## [GIVEN INSTRUCTION]
Gather each line of the records that contains the string "light" and list those lines. Letter case matters.

┌─ MATERIAL FOR THIS TASK

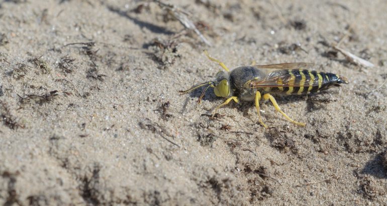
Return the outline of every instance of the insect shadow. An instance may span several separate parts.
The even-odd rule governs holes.
[[[120,11],[119,9],[115,9],[113,8],[112,7],[109,7],[109,6],[108,7],[108,9],[111,12],[113,12],[115,13],[117,13],[120,16],[121,16],[124,17],[126,17],[133,21],[135,24],[138,25],[138,26],[141,27],[142,28],[143,27],[145,27],[147,29],[150,30],[151,31],[152,31],[152,32],[154,32],[157,34],[168,34],[168,35],[174,34],[173,32],[172,32],[171,31],[168,31],[164,27],[159,27],[158,26],[155,25],[153,24],[151,24],[148,22],[143,22],[142,21],[134,18],[129,16],[126,12]]]
[[[378,178],[387,179],[387,168],[383,167],[383,158],[382,153],[376,155],[373,159],[365,163],[361,173],[370,174]]]

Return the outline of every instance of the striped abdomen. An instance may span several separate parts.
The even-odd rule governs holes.
[[[281,73],[276,81],[278,86],[271,87],[269,92],[301,94],[318,92],[332,86],[338,86],[340,84],[348,83],[345,77],[332,73],[306,69],[284,69]]]

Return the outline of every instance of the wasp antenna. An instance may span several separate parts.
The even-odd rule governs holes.
[[[199,85],[196,85],[196,86],[194,86],[193,87],[192,87],[192,88],[190,88],[189,89],[188,89],[188,90],[185,90],[185,91],[179,91],[179,93],[188,93],[188,92],[190,92],[190,91],[192,91],[192,90],[194,90],[194,89],[197,89],[198,88],[199,88],[199,87],[200,87],[203,86],[204,86],[205,85],[206,85],[206,84],[210,84],[210,85],[211,85],[211,81],[209,81],[209,82],[205,82],[205,83],[201,83],[201,84],[199,84]]]
[[[210,59],[210,60],[211,60],[211,61],[215,61],[216,62],[219,63],[219,65],[221,67],[223,67],[223,68],[225,69],[226,70],[226,71],[227,71],[228,72],[230,72],[230,70],[229,70],[229,69],[227,68],[227,67],[226,66],[226,65],[224,65],[223,62],[221,62],[221,61],[220,61],[219,60],[216,60],[216,59],[215,59],[210,57],[210,55],[208,54],[208,53],[207,53],[207,51],[204,50],[203,51],[204,52],[204,53],[206,53],[206,54],[207,55],[207,57],[208,57],[209,59]]]

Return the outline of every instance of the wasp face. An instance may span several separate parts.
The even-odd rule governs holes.
[[[220,71],[215,75],[214,93],[217,96],[226,97],[230,95],[230,85],[227,80],[228,76],[228,72],[224,71]]]
[[[218,96],[226,97],[230,95],[230,83],[227,79],[223,79],[214,88],[214,93]]]

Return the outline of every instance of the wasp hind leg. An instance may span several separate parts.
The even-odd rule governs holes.
[[[224,105],[225,105],[230,103],[230,101],[233,99],[234,99],[234,100],[236,102],[238,102],[238,97],[237,97],[236,96],[231,96],[231,97],[228,98],[227,100],[226,100],[226,101],[224,102],[224,103],[218,106],[218,107],[216,108],[216,110],[215,110],[215,111],[214,112],[214,114],[213,114],[212,115],[212,117],[214,118],[214,116],[215,115],[215,114],[216,113],[216,111],[218,110],[218,109],[220,108],[221,107]]]
[[[226,65],[224,65],[223,62],[221,62],[221,61],[220,61],[219,60],[216,60],[216,59],[215,59],[210,57],[210,55],[208,54],[208,53],[207,53],[207,51],[204,50],[204,53],[205,53],[207,55],[207,57],[208,57],[208,58],[210,59],[210,60],[211,60],[211,61],[215,61],[216,62],[219,63],[219,65],[221,65],[221,67],[223,67],[223,68],[225,69],[226,70],[226,71],[227,71],[228,72],[230,71],[230,70],[229,70],[229,69],[228,69],[227,67],[226,66]]]
[[[272,96],[270,94],[267,93],[267,94],[264,95],[263,95],[263,99],[264,99],[264,100],[270,99],[270,100],[271,101],[271,103],[273,103],[273,105],[274,105],[274,107],[275,108],[276,110],[277,110],[277,112],[279,112],[280,113],[281,113],[281,114],[283,115],[283,116],[285,116],[285,117],[286,118],[286,119],[287,119],[287,120],[292,122],[293,123],[297,124],[298,125],[302,125],[303,126],[305,126],[305,123],[302,123],[295,122],[295,121],[293,121],[293,120],[292,120],[291,119],[289,118],[289,117],[287,117],[287,116],[285,114],[285,113],[283,113],[283,112],[281,111],[281,109],[279,108],[279,106],[278,106],[278,104],[277,104],[277,102],[275,101],[275,99],[274,98],[273,96]]]

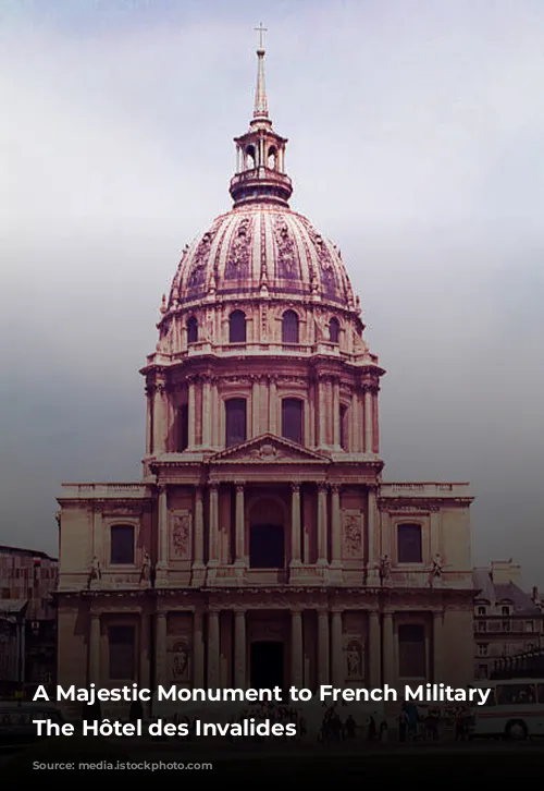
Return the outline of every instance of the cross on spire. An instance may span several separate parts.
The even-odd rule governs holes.
[[[260,22],[259,27],[254,27],[254,31],[259,34],[259,49],[264,49],[263,34],[268,33],[268,27],[263,27],[262,22]]]

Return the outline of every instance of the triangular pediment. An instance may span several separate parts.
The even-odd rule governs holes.
[[[286,462],[312,462],[326,464],[330,459],[313,450],[292,442],[289,439],[276,437],[273,434],[262,434],[260,437],[247,439],[231,448],[215,453],[210,462],[247,462],[260,464],[285,464]]]

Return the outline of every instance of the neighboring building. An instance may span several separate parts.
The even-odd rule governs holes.
[[[472,679],[470,487],[382,482],[385,372],[288,206],[263,56],[233,209],[184,250],[141,372],[144,479],[59,498],[64,684]]]
[[[539,592],[520,587],[521,568],[497,560],[474,570],[474,670],[477,679],[491,678],[517,655],[543,645],[544,608]]]
[[[0,546],[0,694],[54,678],[57,572],[45,552]]]

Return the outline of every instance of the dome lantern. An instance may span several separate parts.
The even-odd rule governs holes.
[[[288,207],[293,185],[285,172],[285,146],[287,138],[279,135],[269,118],[264,84],[264,54],[262,25],[257,49],[257,87],[254,118],[249,131],[235,137],[236,173],[231,180],[230,193],[234,206],[249,203],[273,203]]]

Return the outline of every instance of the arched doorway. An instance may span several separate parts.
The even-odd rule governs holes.
[[[275,499],[258,500],[249,511],[249,568],[285,568],[284,509]]]
[[[254,690],[284,689],[284,645],[279,641],[251,643],[249,668]]]

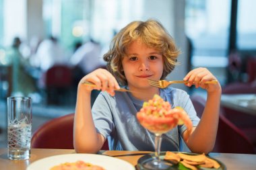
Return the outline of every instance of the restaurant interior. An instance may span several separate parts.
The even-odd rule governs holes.
[[[0,0],[0,148],[7,146],[7,97],[32,98],[32,133],[74,113],[79,80],[104,68],[102,56],[117,32],[131,21],[154,18],[182,52],[168,80],[205,67],[222,85],[213,151],[255,154],[255,6],[254,0]],[[85,69],[81,47],[89,43],[94,59],[86,59],[92,68]],[[22,70],[10,57],[20,58]],[[205,91],[173,87],[191,95],[200,117]]]

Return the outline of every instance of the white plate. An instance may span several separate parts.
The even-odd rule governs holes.
[[[106,170],[135,170],[129,163],[122,159],[106,155],[96,154],[66,154],[44,158],[33,162],[26,170],[49,170],[51,167],[61,163],[83,161],[101,166]]]

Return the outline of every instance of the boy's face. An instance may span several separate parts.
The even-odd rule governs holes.
[[[163,73],[163,56],[140,40],[131,43],[122,65],[130,89],[150,87],[148,79],[159,80]]]

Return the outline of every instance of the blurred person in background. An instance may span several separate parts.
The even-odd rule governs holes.
[[[29,95],[36,91],[36,82],[27,71],[31,65],[20,50],[21,44],[20,38],[15,37],[11,48],[7,50],[6,57],[11,66],[12,95]]]
[[[92,38],[78,47],[75,51],[70,58],[70,63],[73,67],[73,89],[74,91],[77,91],[77,84],[85,75],[97,69],[106,67],[105,62],[101,54],[101,46]],[[92,105],[99,93],[100,91],[98,90],[92,91]]]
[[[90,41],[79,46],[71,56],[71,65],[81,69],[84,75],[103,67],[104,62],[100,56],[101,48],[100,44],[91,38]]]
[[[34,55],[34,65],[42,72],[45,72],[54,65],[67,65],[67,57],[57,38],[50,36],[39,44]]]

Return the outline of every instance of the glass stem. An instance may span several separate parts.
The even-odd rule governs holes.
[[[155,138],[155,156],[157,161],[160,162],[160,153],[161,148],[161,142],[162,142],[162,134],[156,134]]]

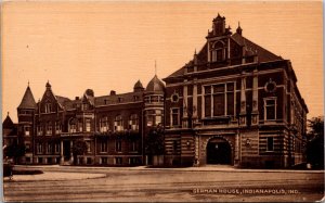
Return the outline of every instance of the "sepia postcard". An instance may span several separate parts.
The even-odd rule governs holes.
[[[3,1],[3,202],[322,202],[322,1]]]

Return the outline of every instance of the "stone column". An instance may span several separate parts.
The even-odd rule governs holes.
[[[60,155],[61,155],[60,164],[62,165],[62,164],[64,163],[64,156],[63,156],[63,140],[61,140],[61,142],[60,142]]]

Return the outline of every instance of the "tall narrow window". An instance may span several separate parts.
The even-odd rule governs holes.
[[[24,126],[24,134],[25,134],[25,136],[30,136],[30,127],[29,126]]]
[[[139,130],[139,118],[138,114],[132,114],[129,119],[129,129]]]
[[[114,120],[114,130],[122,131],[123,130],[123,120],[121,115],[117,115]]]
[[[115,141],[115,151],[121,152],[121,141],[120,140]]]
[[[225,114],[225,84],[213,86],[213,116],[221,116]]]
[[[274,140],[273,137],[268,137],[268,149],[266,151],[274,151]]]
[[[72,119],[69,122],[69,132],[76,132],[77,131],[77,125],[76,125],[76,120]]]
[[[171,109],[171,126],[180,125],[180,109]]]
[[[52,135],[52,122],[47,123],[47,136]]]
[[[55,134],[62,132],[61,122],[55,122]]]
[[[46,113],[51,113],[51,112],[52,112],[52,104],[46,103]]]
[[[276,119],[276,98],[264,99],[264,119],[265,120]]]
[[[90,131],[91,130],[91,119],[87,118],[86,119],[86,131]]]
[[[101,142],[101,152],[107,152],[107,140]]]
[[[42,145],[42,143],[37,143],[37,153],[38,154],[43,153],[43,145]]]
[[[205,87],[205,116],[211,116],[211,87]]]

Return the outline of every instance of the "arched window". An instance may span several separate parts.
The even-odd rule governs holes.
[[[69,120],[69,132],[76,132],[77,131],[77,119],[72,118]]]
[[[122,120],[121,115],[115,116],[114,130],[115,131],[121,131],[121,130],[123,130],[123,120]]]
[[[129,119],[129,129],[139,130],[138,114],[131,114],[130,119]]]
[[[225,59],[224,43],[222,41],[214,42],[210,54],[212,62],[223,61]]]

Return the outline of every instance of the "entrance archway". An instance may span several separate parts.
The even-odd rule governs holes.
[[[222,138],[212,138],[207,144],[207,164],[232,164],[232,148]]]

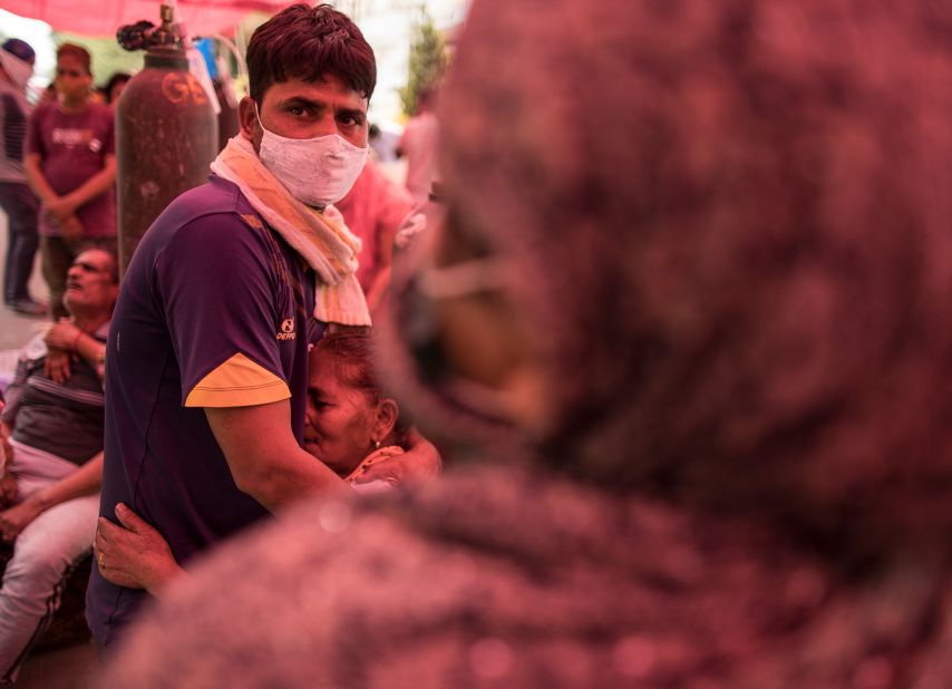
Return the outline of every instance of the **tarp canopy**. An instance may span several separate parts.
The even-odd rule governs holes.
[[[91,4],[76,0],[2,0],[0,9],[39,19],[55,31],[81,36],[115,36],[124,25],[146,19],[159,22],[157,0],[93,0]],[[294,0],[178,0],[177,21],[185,23],[190,36],[227,30],[251,12],[274,12],[294,4]]]

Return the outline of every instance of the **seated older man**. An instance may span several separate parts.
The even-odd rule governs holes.
[[[16,679],[59,604],[64,574],[93,546],[103,481],[105,340],[118,294],[108,251],[80,253],[67,275],[71,318],[20,353],[2,413],[7,446],[0,535],[13,557],[0,589],[0,682]]]

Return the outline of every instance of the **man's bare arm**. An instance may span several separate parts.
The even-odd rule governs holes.
[[[348,489],[337,474],[298,445],[289,400],[206,407],[205,416],[235,485],[271,512],[318,492]]]

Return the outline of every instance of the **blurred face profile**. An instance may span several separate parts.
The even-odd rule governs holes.
[[[89,95],[93,75],[86,71],[79,58],[60,56],[56,61],[56,89],[67,100],[82,100]]]

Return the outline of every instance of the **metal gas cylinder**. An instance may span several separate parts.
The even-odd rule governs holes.
[[[172,9],[163,22],[123,27],[123,47],[148,48],[145,67],[116,108],[119,265],[125,273],[145,231],[183,192],[204,184],[218,153],[218,118],[208,94],[188,71],[186,39]]]

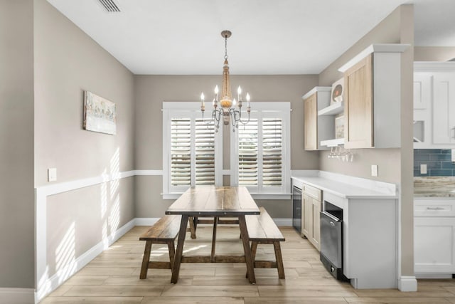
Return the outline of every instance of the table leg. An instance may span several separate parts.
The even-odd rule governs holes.
[[[242,242],[243,243],[243,251],[245,251],[245,261],[247,263],[247,275],[250,283],[255,284],[256,283],[256,277],[255,276],[253,259],[251,255],[251,248],[250,247],[250,236],[248,236],[245,215],[239,216],[239,226],[240,227]]]
[[[198,226],[197,216],[192,216],[190,219],[190,231],[191,231],[191,239],[196,238],[196,226]]]
[[[210,262],[215,263],[215,248],[216,246],[216,225],[218,224],[218,217],[213,218],[213,234],[212,235],[212,253],[210,253]]]
[[[187,226],[188,216],[182,215],[182,220],[180,223],[180,230],[178,231],[178,240],[177,241],[176,257],[173,259],[173,265],[172,266],[172,278],[171,278],[171,283],[176,283],[178,281],[178,272],[180,271],[180,263],[182,261],[183,243],[185,242],[185,234],[186,234]]]

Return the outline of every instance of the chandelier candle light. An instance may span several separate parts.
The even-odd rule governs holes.
[[[232,95],[230,91],[230,80],[229,78],[229,63],[228,63],[228,38],[230,37],[232,33],[230,31],[223,31],[221,32],[221,36],[225,38],[225,63],[223,66],[223,84],[221,88],[221,100],[219,101],[220,108],[218,109],[218,86],[215,87],[215,98],[212,102],[213,105],[213,110],[212,110],[212,120],[210,123],[215,124],[216,126],[215,132],[218,132],[220,127],[220,120],[223,115],[223,122],[225,125],[229,125],[230,120],[232,125],[232,132],[235,132],[235,129],[239,127],[239,122],[242,125],[246,125],[250,122],[250,112],[251,112],[251,108],[250,108],[250,94],[247,93],[247,112],[248,113],[248,120],[245,121],[242,120],[242,88],[239,85],[237,90],[237,98],[238,102],[236,102],[235,98],[232,99]],[[204,93],[200,94],[200,111],[202,112],[202,119],[204,120],[204,111],[205,110],[205,103],[204,101]],[[238,110],[235,109],[235,107],[238,108]],[[232,108],[231,108],[232,107]]]

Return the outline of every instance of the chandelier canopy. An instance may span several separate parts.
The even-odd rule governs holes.
[[[220,127],[220,121],[223,116],[223,121],[225,125],[228,125],[230,120],[232,125],[232,131],[235,132],[235,129],[238,128],[238,124],[246,125],[250,122],[250,112],[251,108],[250,107],[250,94],[247,93],[247,112],[248,113],[248,119],[245,121],[242,120],[242,88],[239,85],[237,90],[237,97],[238,103],[235,98],[232,99],[232,95],[230,90],[230,79],[229,76],[229,63],[228,62],[228,38],[230,37],[232,33],[230,31],[223,31],[221,36],[225,38],[225,62],[223,66],[223,81],[221,86],[221,98],[219,101],[220,108],[218,109],[218,86],[215,87],[215,98],[212,102],[213,110],[212,110],[212,119],[209,123],[213,123],[216,127],[216,132],[218,132]],[[204,112],[205,110],[205,96],[203,92],[200,94],[200,110],[202,112],[203,120],[204,119]],[[238,110],[236,109],[238,108]]]

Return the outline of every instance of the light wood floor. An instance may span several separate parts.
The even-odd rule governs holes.
[[[238,226],[219,226],[217,252],[242,252]],[[355,290],[333,279],[323,268],[318,251],[290,227],[281,230],[286,279],[276,269],[256,268],[256,285],[245,278],[242,263],[183,263],[177,284],[171,271],[149,269],[139,279],[146,229],[133,228],[108,250],[70,278],[42,303],[455,303],[455,280],[419,281],[419,290]],[[185,255],[210,254],[211,226],[199,226],[198,239],[187,233]],[[166,245],[154,245],[152,258],[166,261]],[[258,259],[273,256],[273,246],[259,245]]]

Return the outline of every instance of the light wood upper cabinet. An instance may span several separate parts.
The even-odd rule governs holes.
[[[316,93],[304,100],[305,150],[318,150],[318,114]]]
[[[372,147],[373,117],[373,54],[368,55],[344,75],[345,147]]]
[[[344,73],[345,147],[401,147],[401,53],[407,44],[373,44]]]
[[[306,150],[327,149],[321,145],[322,140],[331,139],[333,120],[318,116],[318,111],[330,104],[331,87],[315,87],[305,94],[304,100],[304,143]]]

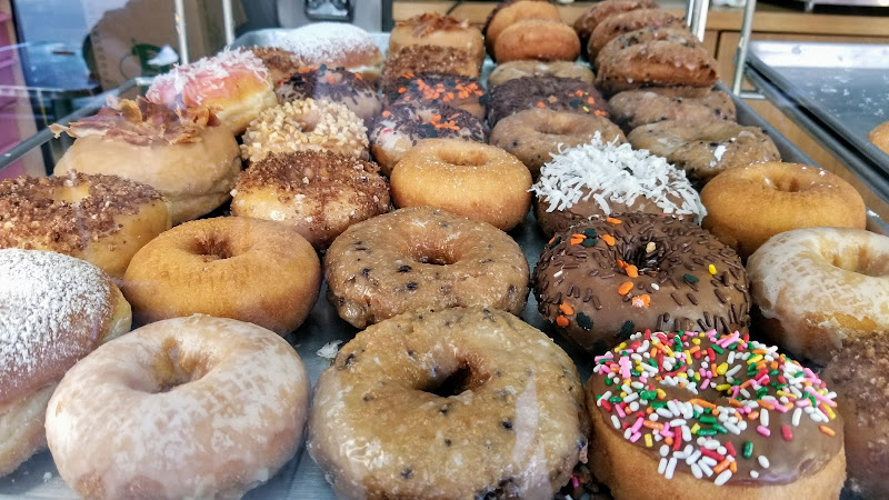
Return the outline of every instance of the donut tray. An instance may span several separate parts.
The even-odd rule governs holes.
[[[246,33],[236,40],[232,47],[268,46],[273,43],[276,37],[284,36],[287,30],[281,29],[267,29]],[[384,50],[388,46],[388,33],[376,33],[374,39]],[[490,73],[491,69],[493,69],[493,63],[487,60],[482,71],[483,78]],[[722,90],[727,89],[722,87]],[[729,92],[729,94],[731,93]],[[799,148],[781,136],[742,100],[735,96],[732,96],[732,99],[738,109],[738,121],[746,126],[762,128],[772,138],[787,161],[815,164]],[[211,216],[221,214],[223,213],[213,213]],[[873,212],[869,213],[868,229],[881,234],[889,234],[889,227]],[[522,248],[529,266],[533,269],[546,243],[546,238],[537,228],[533,216],[531,213],[526,216],[525,221],[510,231],[509,234]],[[318,381],[321,371],[330,366],[330,359],[320,357],[319,350],[323,347],[329,347],[331,343],[341,346],[352,339],[359,331],[337,316],[336,310],[324,299],[326,291],[327,286],[324,284],[309,318],[296,332],[286,338],[306,364],[312,386]],[[532,327],[553,338],[575,360],[581,379],[583,381],[589,379],[592,372],[591,358],[563,341],[555,329],[542,319],[537,312],[537,301],[533,293],[529,296],[528,304],[520,317]],[[77,498],[77,496],[62,481],[49,451],[42,451],[32,457],[12,474],[0,478],[0,498],[69,499]],[[274,477],[264,484],[249,491],[244,498],[323,500],[336,497],[333,490],[327,483],[323,472],[309,457],[303,443],[297,454]],[[597,496],[597,498],[599,497]],[[843,499],[851,498],[850,494],[843,493]]]

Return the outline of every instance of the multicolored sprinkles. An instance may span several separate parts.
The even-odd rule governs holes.
[[[746,333],[646,330],[595,362],[595,376],[605,377],[605,392],[596,393],[596,406],[610,413],[605,420],[626,440],[658,450],[658,473],[667,479],[687,468],[722,486],[739,464],[757,479],[771,462],[755,440],[802,439],[796,436],[801,426],[817,426],[827,439],[837,432],[830,427],[836,393],[810,369]],[[725,403],[705,400],[708,390],[709,399]],[[770,418],[776,413],[790,414],[790,423]]]

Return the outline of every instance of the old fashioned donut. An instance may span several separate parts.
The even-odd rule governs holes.
[[[700,87],[647,87],[625,90],[608,100],[611,119],[625,131],[673,120],[701,123],[735,121],[735,102],[728,93]]]
[[[627,140],[633,148],[647,149],[685,170],[697,189],[728,169],[781,160],[762,129],[729,121],[659,121],[637,127]]]
[[[561,20],[522,19],[500,32],[493,54],[497,62],[573,61],[580,54],[580,39],[573,28]]]
[[[273,80],[252,51],[223,50],[154,77],[149,101],[171,108],[204,107],[239,134],[266,108],[274,106]]]
[[[616,499],[836,499],[849,413],[832,389],[746,333],[636,333],[596,357],[590,467]]]
[[[499,86],[505,81],[523,77],[559,77],[575,78],[589,84],[596,74],[585,64],[575,61],[539,61],[525,59],[499,63],[488,76],[488,87]]]
[[[867,221],[865,200],[851,184],[799,163],[726,170],[703,187],[701,201],[703,228],[742,259],[779,232],[816,226],[865,229]]]
[[[537,222],[549,237],[591,216],[668,213],[700,223],[707,213],[685,172],[598,133],[553,156],[531,191]]]
[[[586,461],[585,412],[573,362],[539,330],[417,311],[340,349],[307,448],[341,498],[552,498]]]
[[[0,182],[0,248],[66,253],[111,278],[123,278],[136,251],[170,224],[154,188],[117,176],[69,171]]]
[[[646,329],[733,332],[750,323],[741,259],[672,216],[578,221],[545,247],[531,281],[540,314],[591,352]]]
[[[879,332],[851,339],[821,376],[837,391],[846,432],[846,472],[850,490],[862,498],[889,491],[889,343]]]
[[[219,217],[151,240],[132,258],[122,288],[140,324],[203,313],[284,336],[309,316],[320,286],[318,256],[294,229]]]
[[[309,376],[256,324],[192,316],[109,342],[47,411],[59,474],[86,498],[240,497],[296,453]]]
[[[0,477],[47,447],[47,402],[68,369],[130,331],[130,304],[83,260],[0,250]]]
[[[606,94],[640,87],[706,87],[719,66],[685,28],[645,28],[623,33],[596,56],[596,87]]]
[[[531,174],[495,146],[426,139],[408,151],[390,178],[396,207],[434,207],[509,231],[531,206]]]
[[[324,256],[327,298],[358,328],[422,308],[482,306],[518,314],[528,273],[508,234],[429,207],[351,226]]]
[[[346,104],[303,99],[269,108],[243,133],[241,157],[250,162],[269,154],[330,151],[367,158],[368,129]]]
[[[317,68],[300,68],[274,90],[279,102],[304,99],[328,100],[346,104],[370,126],[382,109],[377,88],[361,77],[344,69],[331,69],[324,64]]]
[[[389,183],[369,161],[328,151],[272,154],[234,184],[231,214],[293,227],[324,248],[349,226],[389,211]]]
[[[491,89],[488,124],[496,127],[503,118],[530,108],[608,117],[602,94],[589,83],[573,78],[526,77]]]
[[[419,141],[438,138],[486,142],[488,128],[480,119],[450,106],[390,106],[370,129],[370,152],[389,176]]]
[[[490,143],[515,154],[537,179],[540,167],[560,149],[586,144],[597,133],[605,142],[627,142],[623,132],[605,117],[531,108],[498,121]]]
[[[889,237],[861,229],[776,234],[747,260],[761,330],[821,364],[846,342],[888,331],[887,256]]]
[[[426,12],[396,23],[389,34],[387,58],[409,46],[452,47],[469,54],[477,68],[485,61],[481,30],[448,14]]]
[[[57,176],[76,170],[149,184],[170,202],[173,224],[224,203],[241,171],[238,141],[207,109],[174,112],[141,98],[121,100],[50,128],[78,138],[56,163]]]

└─

## [RESPONSE TO THE EXERCISE]
Return the outline of every instance of the chandelier candle light. An instance may span several separate parts.
Return the outline of every instance of the light wood floor. An instance may span several separate parts.
Return the outline of every instance of the light wood upper cabinet. An instance may span several separate parts.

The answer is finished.